Supplied material:

==================================================

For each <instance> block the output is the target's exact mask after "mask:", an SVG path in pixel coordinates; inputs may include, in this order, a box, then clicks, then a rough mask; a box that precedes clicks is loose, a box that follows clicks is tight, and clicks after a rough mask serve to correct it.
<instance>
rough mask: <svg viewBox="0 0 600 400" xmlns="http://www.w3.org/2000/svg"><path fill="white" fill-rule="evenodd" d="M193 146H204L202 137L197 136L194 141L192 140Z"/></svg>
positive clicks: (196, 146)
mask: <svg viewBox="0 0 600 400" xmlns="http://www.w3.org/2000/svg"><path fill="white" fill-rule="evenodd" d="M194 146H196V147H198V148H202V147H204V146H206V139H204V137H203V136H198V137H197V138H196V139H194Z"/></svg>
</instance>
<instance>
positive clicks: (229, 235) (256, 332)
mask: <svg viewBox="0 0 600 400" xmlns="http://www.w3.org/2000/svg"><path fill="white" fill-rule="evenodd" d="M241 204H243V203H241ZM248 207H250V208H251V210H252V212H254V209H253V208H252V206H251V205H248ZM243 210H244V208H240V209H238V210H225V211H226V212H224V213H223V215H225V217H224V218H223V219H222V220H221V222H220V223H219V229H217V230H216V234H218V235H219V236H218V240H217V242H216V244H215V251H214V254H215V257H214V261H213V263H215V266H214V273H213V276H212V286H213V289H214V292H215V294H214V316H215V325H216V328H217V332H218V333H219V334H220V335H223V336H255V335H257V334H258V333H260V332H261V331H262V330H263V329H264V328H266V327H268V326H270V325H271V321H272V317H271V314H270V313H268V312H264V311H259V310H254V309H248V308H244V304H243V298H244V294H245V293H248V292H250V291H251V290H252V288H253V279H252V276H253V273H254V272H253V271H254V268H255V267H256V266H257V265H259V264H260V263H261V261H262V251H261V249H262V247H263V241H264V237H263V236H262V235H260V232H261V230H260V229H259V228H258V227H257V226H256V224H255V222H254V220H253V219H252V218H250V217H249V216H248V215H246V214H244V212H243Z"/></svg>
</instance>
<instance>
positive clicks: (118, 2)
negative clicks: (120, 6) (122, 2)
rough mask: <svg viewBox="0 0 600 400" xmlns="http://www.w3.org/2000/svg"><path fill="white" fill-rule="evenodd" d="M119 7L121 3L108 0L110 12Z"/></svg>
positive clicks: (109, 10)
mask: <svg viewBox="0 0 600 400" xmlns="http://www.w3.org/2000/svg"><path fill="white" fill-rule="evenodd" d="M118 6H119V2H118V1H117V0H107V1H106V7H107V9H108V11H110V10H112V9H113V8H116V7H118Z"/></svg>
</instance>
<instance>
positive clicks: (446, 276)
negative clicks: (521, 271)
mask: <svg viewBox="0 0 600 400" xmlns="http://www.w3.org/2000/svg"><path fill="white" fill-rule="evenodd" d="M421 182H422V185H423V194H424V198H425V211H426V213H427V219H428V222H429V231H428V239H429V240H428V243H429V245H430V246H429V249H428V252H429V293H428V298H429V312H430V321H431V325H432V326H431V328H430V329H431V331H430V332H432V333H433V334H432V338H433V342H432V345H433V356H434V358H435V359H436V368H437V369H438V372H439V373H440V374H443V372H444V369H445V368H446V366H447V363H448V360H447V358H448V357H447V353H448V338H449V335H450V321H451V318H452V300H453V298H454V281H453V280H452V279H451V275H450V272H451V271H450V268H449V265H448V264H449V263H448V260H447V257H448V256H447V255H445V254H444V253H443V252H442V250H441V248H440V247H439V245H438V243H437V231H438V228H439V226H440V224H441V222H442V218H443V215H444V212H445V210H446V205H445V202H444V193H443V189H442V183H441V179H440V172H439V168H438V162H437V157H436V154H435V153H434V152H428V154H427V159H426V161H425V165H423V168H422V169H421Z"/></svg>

==================================================

Instructions to follow: Give back the listing exactly, please, from its first line to the line containing "negative clicks: (120, 6) (122, 2)", inclusive, and nothing past that line.

Result below:
For each <instance> block the output is the target's exact mask after "mask:", an SVG path in pixel coordinates; inputs may include, in this order, a box, then clicks, then a rough mask; a box that precedes clicks is loose, a box that follows clicks is tight, and clicks after a rough mask serve to correct it.
<instance>
rough mask: <svg viewBox="0 0 600 400" xmlns="http://www.w3.org/2000/svg"><path fill="white" fill-rule="evenodd" d="M193 146H204L202 137L197 136L194 141L192 140Z"/></svg>
positive clicks: (196, 146)
mask: <svg viewBox="0 0 600 400" xmlns="http://www.w3.org/2000/svg"><path fill="white" fill-rule="evenodd" d="M194 146H196V147H198V148H202V147H204V146H206V139H204V137H203V136H198V137H197V138H196V139H194Z"/></svg>
</instance>
<instance>
positive clicks: (229, 235) (256, 332)
mask: <svg viewBox="0 0 600 400" xmlns="http://www.w3.org/2000/svg"><path fill="white" fill-rule="evenodd" d="M241 204H243V203H241ZM248 207H250V208H251V210H252V212H254V209H253V208H252V206H251V205H248ZM243 210H244V208H240V209H238V210H225V211H226V212H224V213H223V215H225V217H224V218H223V219H222V220H221V222H220V223H219V229H217V230H216V234H218V235H219V236H218V240H217V242H216V244H215V251H214V254H215V257H214V261H213V263H215V266H214V273H213V276H212V286H213V289H214V292H215V294H214V316H215V325H216V328H217V332H218V333H219V334H220V335H223V336H255V335H257V334H258V333H260V332H261V331H262V330H263V329H264V328H266V327H268V326H270V325H271V321H272V317H271V314H270V313H268V312H264V311H259V310H254V309H248V308H244V304H243V298H244V294H245V293H248V292H250V291H251V290H252V288H253V279H252V276H253V273H254V272H253V271H254V268H255V267H256V266H257V265H259V264H260V263H261V261H262V251H261V249H262V247H263V241H264V237H263V236H262V235H260V232H261V230H260V229H259V228H258V227H257V226H256V224H255V222H254V220H253V219H252V218H250V217H249V216H248V215H246V214H244V212H243Z"/></svg>
</instance>
<instance>
positive clicks: (118, 2)
negative clicks: (120, 6) (122, 2)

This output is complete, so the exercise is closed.